▸ **Stated goal**: Format the stretch from the line containing "Where can the bare" through the line containing "x=228, y=131" as a JSON list of strings, with one string per line and blank lines omitted.

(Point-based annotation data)
___

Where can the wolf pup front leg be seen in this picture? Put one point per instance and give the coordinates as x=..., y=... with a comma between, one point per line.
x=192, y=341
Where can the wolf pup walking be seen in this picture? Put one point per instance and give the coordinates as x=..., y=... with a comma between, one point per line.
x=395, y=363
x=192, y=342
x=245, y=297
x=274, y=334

___

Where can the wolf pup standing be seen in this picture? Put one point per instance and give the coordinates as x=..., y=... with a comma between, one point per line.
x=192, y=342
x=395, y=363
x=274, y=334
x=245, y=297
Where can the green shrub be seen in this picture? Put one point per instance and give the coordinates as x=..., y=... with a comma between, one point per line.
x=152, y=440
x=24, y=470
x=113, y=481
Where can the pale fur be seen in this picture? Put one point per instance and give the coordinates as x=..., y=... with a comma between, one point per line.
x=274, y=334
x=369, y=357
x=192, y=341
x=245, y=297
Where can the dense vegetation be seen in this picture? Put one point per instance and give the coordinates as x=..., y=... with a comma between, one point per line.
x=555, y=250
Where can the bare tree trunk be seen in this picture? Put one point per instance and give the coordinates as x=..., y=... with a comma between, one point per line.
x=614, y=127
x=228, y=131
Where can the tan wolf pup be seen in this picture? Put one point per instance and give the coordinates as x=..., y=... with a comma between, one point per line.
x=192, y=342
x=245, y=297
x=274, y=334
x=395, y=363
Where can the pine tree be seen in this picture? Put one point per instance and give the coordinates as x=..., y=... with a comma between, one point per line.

___

▸ **Task result**:
[
  "Where can the bare tree trunk be seen in this picture? Put one point per instance and give the coordinates as x=..., y=... with a comma between, one point per line.",
  "x=614, y=127",
  "x=228, y=131"
]